Vorgegebener Text -
┌────────
Bisher habe ich versucht, allem eine Zeit und einen Platz zuzuteilen. Den Ereignissen ihre chronologische Reihenfolge nicht wegzunehmen. Aber um ehrlich zu sein, ist das gänzlich unmöglich, schlichtweg unrealistisch. Was ich hier schreibe, ist ein Blog und kein Tagebuch. Ich fasse Erlebnisse zusammen, gebe den Inhalt von Wochen in nicht mehr als wenigen Minuten wieder und desto mehr Zeit verrinnt, desto stärker gehen meine eigenen Gedanken und Überlegungen ineinander über. Auf die an einem Tag weise scheinende Entscheidung trifft bereits die Reue des nächsten Tages, was ein gänzlich akkurates Aufschreiben der Ereignisse und meiner eigenen Gefühle, so wie sie denn in jedem einzelnen Moment seit Beginn meiner Reise in die Mongolei geschehen sind und waren, schlichtweg unmöglich macht. Somit ist auch dieser Bericht auf gewisse Weise nur teils Realität und teils das Ergebnis meiner eigenen Hirngespinste.
Was ich in diesem Blog bisher getan habe, ist eine Welt erschaffen. Ich habe verschiedene Charaktere und Orte vorgestellt, eine Atmosphäre kreiert, der notwendige Teil einer jeden Geschichte eben. Aber das alles ist nicht viel mehr als die Spitze des Eisbergs. Was ihr jetzt hören werdet, ist der besser behütete, verborgene Teil dieses Abenteuers. Eben die oben erwähnten Hirngespinste, die mein Gehirn rund um die Uhr am Laufen halten, in ihrem nahezu vollen Ausmaß.
Wir alle sind mit unterschiedlichen Erwartungen in die Mongolei gekommen. Ein jeder von uns hatte ein Bild davon im Kopf, was uns an diesem auf gewisse Weise vom Rest der Welt abgeschnittenen Ort inmitten der Steppe erwarten würde. Das Problem mit diesen Bildern ist, dass, wenn sie sich zu tief in unserem Inneren verankern, wenn sie zu spezifisch sind, uns die Realität, mit der wir letztendlich konfrontiert werden, gänzlich fremd erscheinen wird. Sie wird etwas alienhaftes haben.
└────────
Einträge -
┌────────
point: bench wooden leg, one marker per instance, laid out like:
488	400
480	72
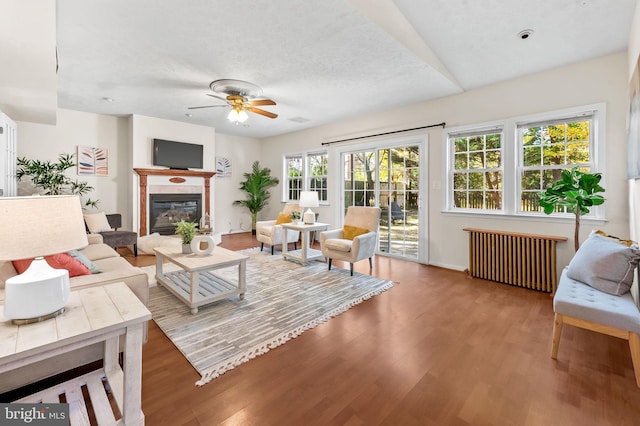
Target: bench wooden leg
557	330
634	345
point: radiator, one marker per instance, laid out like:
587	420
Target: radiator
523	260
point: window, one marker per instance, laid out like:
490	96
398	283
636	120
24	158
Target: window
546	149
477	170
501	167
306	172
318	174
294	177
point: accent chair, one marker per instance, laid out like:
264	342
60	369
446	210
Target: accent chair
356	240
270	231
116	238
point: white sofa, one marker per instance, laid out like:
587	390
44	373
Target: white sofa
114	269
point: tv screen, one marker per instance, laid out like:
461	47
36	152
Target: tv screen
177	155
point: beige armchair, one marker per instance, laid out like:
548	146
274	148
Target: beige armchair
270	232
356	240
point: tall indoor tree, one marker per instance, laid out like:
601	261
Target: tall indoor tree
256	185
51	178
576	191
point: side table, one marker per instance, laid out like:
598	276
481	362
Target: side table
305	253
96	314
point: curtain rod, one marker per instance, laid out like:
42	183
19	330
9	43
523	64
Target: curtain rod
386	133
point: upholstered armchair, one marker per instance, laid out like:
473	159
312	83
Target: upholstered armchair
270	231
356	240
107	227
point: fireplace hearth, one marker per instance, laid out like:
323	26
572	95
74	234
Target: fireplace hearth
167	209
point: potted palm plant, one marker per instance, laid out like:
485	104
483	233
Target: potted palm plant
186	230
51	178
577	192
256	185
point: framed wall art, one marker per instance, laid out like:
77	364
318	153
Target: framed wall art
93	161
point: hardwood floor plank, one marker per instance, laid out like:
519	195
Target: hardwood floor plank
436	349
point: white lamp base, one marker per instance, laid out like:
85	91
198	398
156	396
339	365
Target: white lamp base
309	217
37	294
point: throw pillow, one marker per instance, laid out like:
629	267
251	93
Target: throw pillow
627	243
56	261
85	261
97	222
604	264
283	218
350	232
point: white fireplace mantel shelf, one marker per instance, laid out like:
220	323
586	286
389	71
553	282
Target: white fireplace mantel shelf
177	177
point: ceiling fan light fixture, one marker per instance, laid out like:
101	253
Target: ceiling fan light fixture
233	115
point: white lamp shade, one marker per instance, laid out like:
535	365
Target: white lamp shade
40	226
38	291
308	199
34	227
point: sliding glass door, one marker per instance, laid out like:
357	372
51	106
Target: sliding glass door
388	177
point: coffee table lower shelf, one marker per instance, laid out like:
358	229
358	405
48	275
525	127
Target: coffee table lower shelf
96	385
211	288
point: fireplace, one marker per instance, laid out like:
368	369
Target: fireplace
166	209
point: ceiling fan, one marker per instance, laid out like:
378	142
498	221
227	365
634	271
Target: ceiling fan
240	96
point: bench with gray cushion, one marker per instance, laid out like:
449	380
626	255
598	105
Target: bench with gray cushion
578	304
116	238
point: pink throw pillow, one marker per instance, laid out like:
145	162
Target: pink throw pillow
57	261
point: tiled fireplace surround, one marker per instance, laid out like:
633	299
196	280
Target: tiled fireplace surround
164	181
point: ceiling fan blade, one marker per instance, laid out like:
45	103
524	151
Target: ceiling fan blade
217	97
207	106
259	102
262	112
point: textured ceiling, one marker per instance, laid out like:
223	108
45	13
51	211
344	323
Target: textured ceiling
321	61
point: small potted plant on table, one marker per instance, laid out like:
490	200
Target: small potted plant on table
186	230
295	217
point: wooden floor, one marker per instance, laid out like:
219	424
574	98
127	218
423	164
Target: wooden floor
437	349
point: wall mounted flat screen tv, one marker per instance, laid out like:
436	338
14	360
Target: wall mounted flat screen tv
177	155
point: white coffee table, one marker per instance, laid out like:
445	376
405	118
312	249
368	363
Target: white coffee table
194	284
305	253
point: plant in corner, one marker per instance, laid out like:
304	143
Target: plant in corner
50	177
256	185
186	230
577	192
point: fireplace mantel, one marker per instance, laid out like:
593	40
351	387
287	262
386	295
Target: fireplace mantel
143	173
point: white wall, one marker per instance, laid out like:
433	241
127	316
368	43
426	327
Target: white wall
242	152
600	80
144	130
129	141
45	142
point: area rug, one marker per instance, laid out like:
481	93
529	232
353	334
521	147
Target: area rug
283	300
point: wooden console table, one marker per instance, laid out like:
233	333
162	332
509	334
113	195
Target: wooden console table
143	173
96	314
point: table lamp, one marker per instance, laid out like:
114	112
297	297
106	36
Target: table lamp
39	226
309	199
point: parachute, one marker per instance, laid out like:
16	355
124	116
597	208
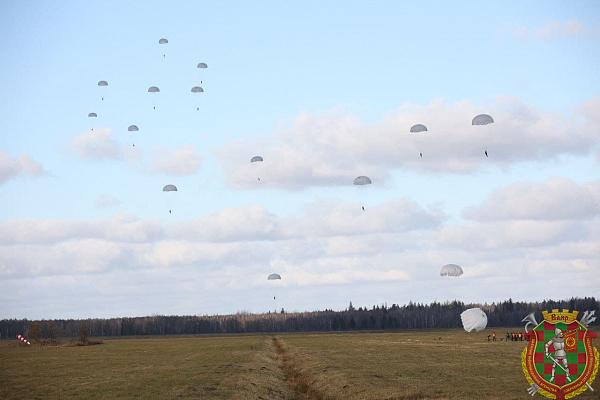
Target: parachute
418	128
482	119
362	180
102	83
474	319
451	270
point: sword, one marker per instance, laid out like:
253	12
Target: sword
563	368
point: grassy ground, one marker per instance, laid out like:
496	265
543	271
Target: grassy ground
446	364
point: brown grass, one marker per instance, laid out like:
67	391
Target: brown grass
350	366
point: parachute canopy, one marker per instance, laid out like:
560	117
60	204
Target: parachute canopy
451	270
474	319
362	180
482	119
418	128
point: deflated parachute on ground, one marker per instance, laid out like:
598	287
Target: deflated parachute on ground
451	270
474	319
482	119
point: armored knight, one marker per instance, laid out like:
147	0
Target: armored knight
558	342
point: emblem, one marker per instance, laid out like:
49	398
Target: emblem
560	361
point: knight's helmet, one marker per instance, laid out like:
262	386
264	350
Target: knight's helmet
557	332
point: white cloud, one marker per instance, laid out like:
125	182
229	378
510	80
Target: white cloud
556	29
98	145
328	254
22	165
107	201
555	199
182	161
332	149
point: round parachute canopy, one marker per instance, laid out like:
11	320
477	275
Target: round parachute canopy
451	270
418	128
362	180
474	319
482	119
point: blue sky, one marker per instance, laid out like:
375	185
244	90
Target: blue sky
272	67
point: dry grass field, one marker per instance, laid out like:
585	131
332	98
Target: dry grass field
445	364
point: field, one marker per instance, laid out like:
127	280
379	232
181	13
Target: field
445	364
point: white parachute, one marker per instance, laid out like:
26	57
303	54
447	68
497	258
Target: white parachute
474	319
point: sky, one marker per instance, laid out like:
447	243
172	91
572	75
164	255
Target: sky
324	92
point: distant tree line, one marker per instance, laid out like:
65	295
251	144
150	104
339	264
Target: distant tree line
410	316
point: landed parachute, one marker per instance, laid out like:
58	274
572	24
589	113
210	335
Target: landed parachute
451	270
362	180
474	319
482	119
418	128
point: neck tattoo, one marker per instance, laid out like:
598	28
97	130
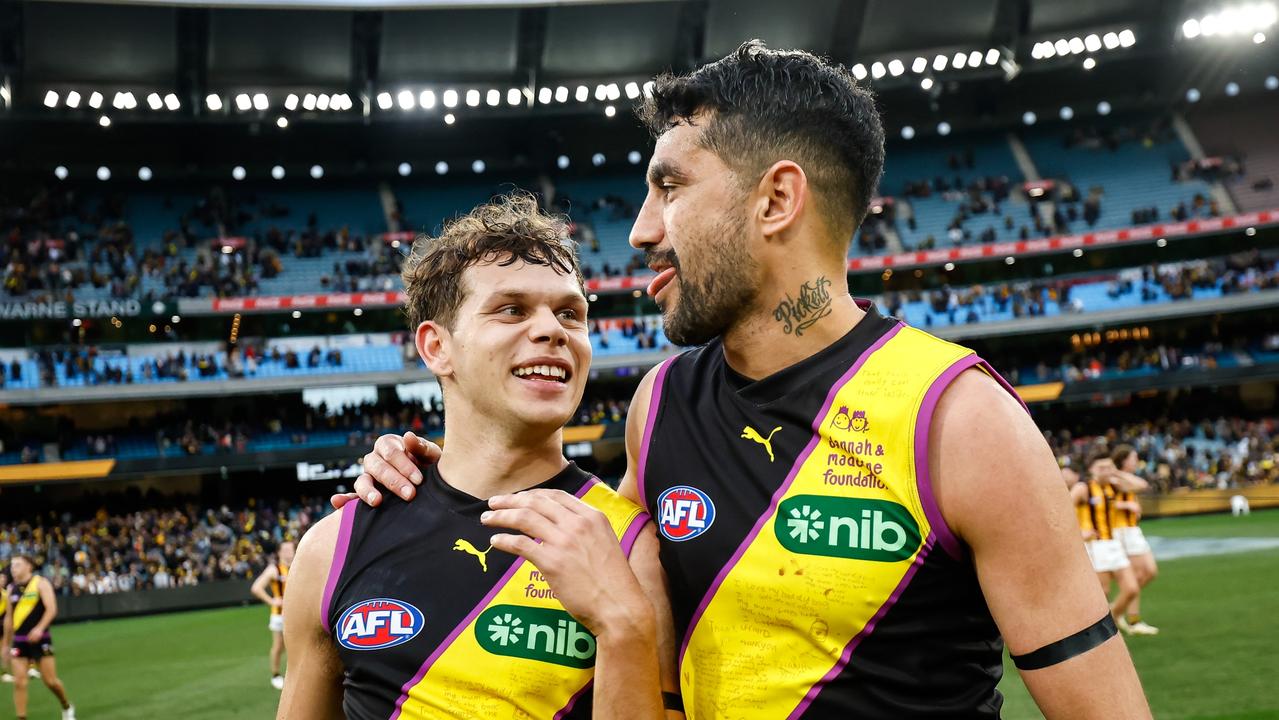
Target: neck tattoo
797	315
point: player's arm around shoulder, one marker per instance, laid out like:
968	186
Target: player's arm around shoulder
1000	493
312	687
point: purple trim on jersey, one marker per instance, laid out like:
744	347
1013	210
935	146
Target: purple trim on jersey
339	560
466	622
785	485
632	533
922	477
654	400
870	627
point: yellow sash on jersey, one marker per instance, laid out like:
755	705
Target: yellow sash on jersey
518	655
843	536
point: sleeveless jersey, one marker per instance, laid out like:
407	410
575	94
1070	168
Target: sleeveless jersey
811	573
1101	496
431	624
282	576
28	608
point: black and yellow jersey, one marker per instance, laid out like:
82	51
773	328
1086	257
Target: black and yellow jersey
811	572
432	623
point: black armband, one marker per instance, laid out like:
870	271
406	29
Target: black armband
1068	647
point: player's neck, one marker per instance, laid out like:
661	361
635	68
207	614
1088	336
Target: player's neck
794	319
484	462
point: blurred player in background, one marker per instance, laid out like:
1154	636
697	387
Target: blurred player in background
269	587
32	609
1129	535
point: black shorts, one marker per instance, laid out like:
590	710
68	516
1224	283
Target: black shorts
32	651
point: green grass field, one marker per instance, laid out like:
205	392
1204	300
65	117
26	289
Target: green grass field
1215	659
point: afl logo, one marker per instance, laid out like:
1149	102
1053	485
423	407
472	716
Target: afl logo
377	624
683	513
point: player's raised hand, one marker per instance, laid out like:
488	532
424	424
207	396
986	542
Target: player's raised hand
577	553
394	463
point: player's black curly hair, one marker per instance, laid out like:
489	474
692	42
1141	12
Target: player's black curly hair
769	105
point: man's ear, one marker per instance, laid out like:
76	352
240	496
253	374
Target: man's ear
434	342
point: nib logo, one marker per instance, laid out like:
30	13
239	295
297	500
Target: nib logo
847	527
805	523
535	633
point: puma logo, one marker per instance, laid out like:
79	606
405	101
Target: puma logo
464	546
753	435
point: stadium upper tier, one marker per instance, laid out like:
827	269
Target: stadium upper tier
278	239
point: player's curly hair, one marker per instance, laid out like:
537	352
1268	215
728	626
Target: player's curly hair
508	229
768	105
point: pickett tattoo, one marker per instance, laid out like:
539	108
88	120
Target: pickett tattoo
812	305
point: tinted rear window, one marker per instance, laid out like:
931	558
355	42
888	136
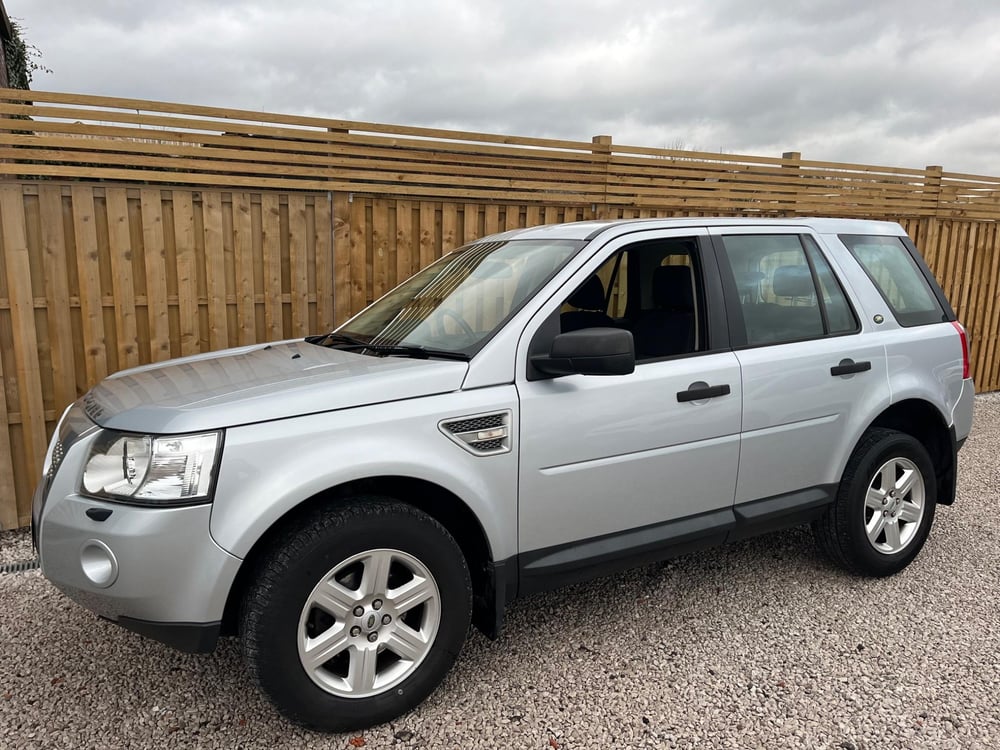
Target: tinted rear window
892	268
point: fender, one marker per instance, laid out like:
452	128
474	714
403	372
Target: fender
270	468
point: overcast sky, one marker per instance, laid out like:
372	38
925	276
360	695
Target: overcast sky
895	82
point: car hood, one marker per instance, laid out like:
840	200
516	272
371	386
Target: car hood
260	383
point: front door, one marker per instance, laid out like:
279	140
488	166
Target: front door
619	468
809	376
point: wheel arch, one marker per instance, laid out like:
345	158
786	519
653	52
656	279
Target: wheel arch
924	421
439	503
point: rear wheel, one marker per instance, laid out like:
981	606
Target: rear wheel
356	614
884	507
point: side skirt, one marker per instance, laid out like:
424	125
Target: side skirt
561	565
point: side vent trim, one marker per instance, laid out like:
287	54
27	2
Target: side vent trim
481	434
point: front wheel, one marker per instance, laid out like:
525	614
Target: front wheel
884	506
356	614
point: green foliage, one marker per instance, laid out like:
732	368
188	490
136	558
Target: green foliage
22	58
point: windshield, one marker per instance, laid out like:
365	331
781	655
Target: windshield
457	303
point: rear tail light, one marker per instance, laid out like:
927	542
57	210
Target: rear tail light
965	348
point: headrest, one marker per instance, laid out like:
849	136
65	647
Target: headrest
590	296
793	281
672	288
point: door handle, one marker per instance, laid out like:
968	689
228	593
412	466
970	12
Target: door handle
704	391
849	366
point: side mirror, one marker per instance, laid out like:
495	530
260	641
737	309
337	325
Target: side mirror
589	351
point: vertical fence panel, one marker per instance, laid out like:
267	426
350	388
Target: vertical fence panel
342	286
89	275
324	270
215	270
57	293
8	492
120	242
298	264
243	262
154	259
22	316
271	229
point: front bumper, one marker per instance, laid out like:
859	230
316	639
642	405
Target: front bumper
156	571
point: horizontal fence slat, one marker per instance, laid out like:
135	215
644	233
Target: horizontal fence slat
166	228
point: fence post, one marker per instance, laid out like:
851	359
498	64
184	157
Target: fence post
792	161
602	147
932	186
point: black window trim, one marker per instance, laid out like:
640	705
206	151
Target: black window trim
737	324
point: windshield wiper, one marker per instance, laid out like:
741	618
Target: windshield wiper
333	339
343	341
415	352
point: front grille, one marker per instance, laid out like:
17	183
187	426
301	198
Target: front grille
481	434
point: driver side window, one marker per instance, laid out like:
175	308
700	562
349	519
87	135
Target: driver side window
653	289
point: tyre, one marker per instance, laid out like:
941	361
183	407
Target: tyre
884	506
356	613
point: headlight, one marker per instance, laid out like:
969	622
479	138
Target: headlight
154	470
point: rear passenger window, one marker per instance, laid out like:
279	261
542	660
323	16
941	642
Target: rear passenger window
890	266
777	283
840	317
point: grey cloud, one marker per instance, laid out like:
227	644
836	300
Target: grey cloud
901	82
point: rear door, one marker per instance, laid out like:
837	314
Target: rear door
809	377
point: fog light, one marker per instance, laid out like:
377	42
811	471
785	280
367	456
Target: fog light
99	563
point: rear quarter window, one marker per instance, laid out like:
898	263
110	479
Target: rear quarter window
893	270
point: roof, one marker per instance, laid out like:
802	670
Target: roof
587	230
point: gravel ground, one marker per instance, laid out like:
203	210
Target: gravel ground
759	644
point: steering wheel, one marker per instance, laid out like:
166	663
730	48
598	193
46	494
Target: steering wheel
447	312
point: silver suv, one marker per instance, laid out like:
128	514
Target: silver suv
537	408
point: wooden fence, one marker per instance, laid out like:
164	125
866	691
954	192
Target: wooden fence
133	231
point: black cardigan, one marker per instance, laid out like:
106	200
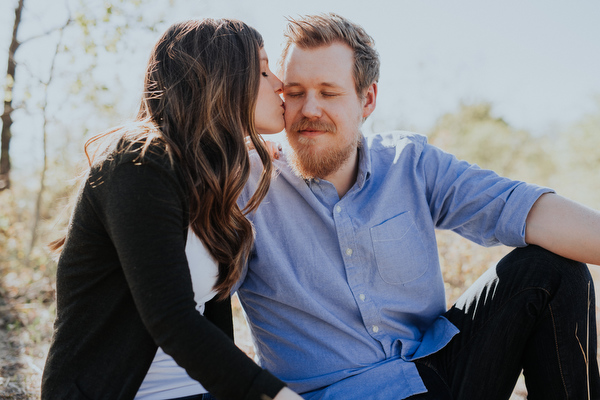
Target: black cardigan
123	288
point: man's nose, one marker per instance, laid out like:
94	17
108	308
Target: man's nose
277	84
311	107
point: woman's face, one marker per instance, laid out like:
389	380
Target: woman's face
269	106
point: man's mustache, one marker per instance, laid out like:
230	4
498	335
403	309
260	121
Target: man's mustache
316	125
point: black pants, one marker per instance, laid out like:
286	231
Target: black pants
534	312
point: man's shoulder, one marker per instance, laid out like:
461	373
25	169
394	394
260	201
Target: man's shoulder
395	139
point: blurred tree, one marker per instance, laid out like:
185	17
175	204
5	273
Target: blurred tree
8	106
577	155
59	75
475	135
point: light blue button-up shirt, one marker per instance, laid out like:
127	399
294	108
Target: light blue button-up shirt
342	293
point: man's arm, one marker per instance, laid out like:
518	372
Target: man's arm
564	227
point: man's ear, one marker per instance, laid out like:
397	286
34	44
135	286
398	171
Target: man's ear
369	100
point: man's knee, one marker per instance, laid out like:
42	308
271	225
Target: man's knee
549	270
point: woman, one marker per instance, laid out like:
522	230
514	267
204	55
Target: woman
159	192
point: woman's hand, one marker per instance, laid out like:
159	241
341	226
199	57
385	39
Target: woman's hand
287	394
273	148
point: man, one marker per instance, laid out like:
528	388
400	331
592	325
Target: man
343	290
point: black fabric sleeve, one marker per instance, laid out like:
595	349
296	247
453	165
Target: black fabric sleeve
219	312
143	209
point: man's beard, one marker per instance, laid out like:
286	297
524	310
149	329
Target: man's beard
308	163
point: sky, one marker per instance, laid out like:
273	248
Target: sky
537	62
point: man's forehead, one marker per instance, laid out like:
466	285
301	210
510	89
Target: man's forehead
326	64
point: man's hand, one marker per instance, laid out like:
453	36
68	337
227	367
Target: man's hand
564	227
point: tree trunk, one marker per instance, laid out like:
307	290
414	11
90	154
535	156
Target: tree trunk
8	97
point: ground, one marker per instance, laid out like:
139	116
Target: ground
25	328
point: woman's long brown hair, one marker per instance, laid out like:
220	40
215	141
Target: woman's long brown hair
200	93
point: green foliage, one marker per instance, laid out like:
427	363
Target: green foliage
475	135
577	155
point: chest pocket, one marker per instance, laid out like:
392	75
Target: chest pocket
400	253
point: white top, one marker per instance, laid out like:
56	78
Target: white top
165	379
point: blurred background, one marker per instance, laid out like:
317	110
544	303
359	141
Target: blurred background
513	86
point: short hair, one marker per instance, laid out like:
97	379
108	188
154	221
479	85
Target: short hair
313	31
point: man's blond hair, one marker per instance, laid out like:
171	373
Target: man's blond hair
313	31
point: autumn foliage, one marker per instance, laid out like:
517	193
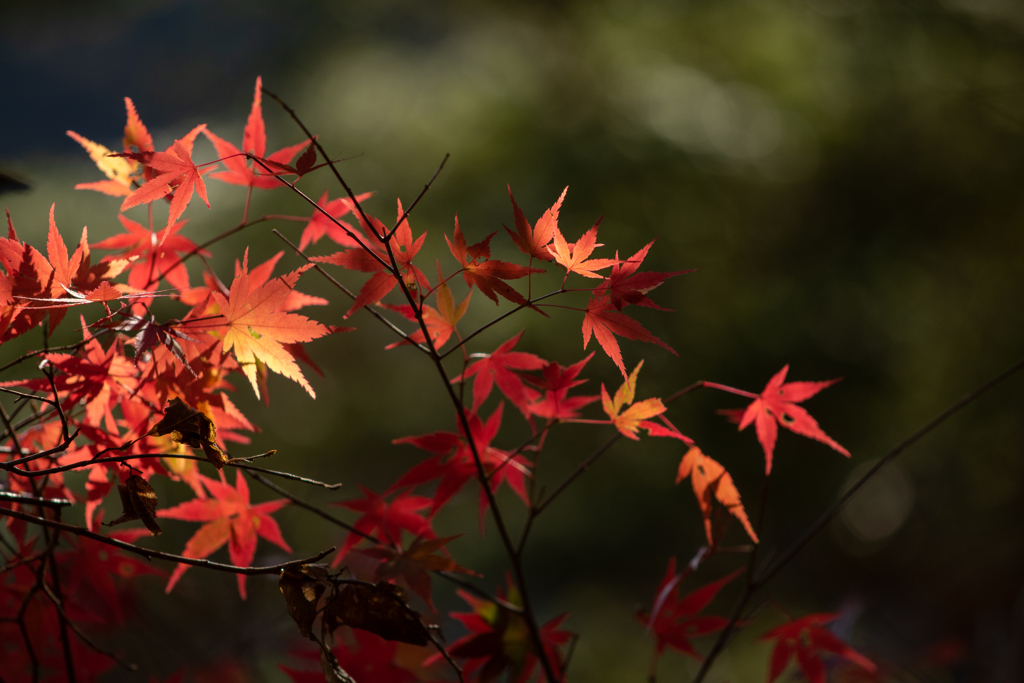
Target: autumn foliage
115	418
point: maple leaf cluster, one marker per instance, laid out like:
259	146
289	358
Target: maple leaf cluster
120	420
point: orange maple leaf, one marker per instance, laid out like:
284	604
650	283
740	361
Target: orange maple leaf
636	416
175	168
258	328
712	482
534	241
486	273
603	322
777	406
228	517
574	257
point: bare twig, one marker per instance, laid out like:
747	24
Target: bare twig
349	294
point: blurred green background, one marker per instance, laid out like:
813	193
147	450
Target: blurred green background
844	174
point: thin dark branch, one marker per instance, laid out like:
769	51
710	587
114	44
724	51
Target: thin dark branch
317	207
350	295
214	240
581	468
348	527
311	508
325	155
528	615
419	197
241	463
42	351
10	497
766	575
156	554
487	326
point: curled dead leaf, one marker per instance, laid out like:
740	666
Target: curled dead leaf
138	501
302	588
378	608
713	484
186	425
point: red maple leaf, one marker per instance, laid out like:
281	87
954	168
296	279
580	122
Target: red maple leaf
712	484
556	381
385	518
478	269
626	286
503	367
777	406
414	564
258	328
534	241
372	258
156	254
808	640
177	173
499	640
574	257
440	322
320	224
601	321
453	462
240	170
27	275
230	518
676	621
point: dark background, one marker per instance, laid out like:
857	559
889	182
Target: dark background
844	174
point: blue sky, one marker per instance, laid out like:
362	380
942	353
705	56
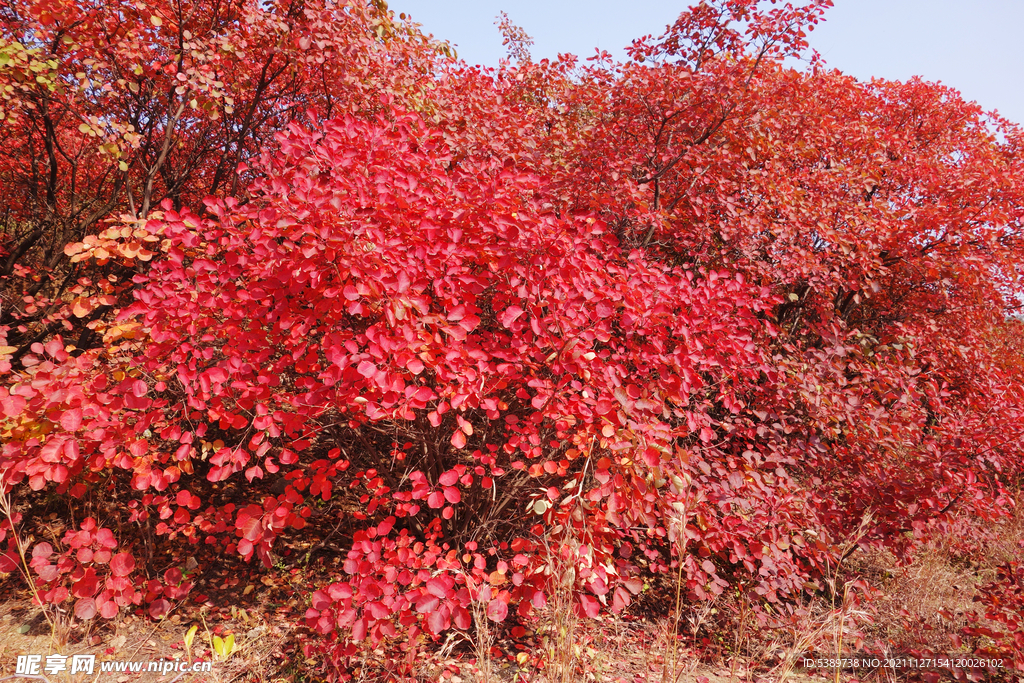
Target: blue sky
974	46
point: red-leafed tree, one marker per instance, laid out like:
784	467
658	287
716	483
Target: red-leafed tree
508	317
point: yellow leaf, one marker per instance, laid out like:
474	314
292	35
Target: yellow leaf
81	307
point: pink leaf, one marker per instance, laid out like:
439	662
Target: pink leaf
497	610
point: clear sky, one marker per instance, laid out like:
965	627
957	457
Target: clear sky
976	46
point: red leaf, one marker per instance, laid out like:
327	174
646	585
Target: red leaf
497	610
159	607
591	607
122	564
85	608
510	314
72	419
└────────
Arbeitsaufträge -
1 > Fasse im Blogtext den Absatz, der mit „Was ich in diesem Blog bisher getan habe“ beginnt, in höchstens zwei Sätzen zusammen. Die wesentlichen Aussagen müssen erhalten bleiben.
2 > Beantworte die folgenden Fragen zum Blogtext jeweils kurz:
(a) Was ist das Geschriebene laut dem ersten Absatz, wenn es kein Tagebuch ist?
(b) Womit wird im zweiten Absatz alles bisher im Blog Vorgestellte verglichen?
(c) Wie erscheint laut dem letzten Absatz die Realität, wenn die Bilder im Kopf zu spezifisch sind?
3 > Gib einen Abschnitt aus dem Blogtext Wort für Wort wieder. Setze bei den Worten „Wir alle sind“ ein und höre nach „etwas alienhaftes haben.“ auf.

Lösungen -
1 > Bisher hat der Blog eine Welt mit Charakteren, Orten und Atmosphäre erschaffen, doch das ist nur die Spitze des Eisbergs. Jetzt folgt der verborgene Teil des Abenteuers: die Hirngespinste, die das Gehirn rund um die Uhr am Laufen halten, nahezu in vollem Ausmaß.

2 >
(a) Ein Blog.
(b) Mit der Spitze des Eisbergs.
(c) Gänzlich fremd; sie hat etwas Alienhaftes.

3 >
Wir alle sind mit unterschiedlichen Erwartungen in die Mongolei gekommen. Ein jeder von uns hatte ein Bild davon im Kopf, was uns an diesem auf gewisse Weise vom Rest der Welt abgeschnittenen Ort inmitten der Steppe erwarten würde. Das Problem mit diesen Bildern ist, dass, wenn sie sich zu tief in unserem Inneren verankern, wenn sie zu spezifisch sind, uns die Realität, mit der wir letztendlich konfrontiert werden, gänzlich fremd erscheinen wird. Sie wird etwas alienhaftes haben.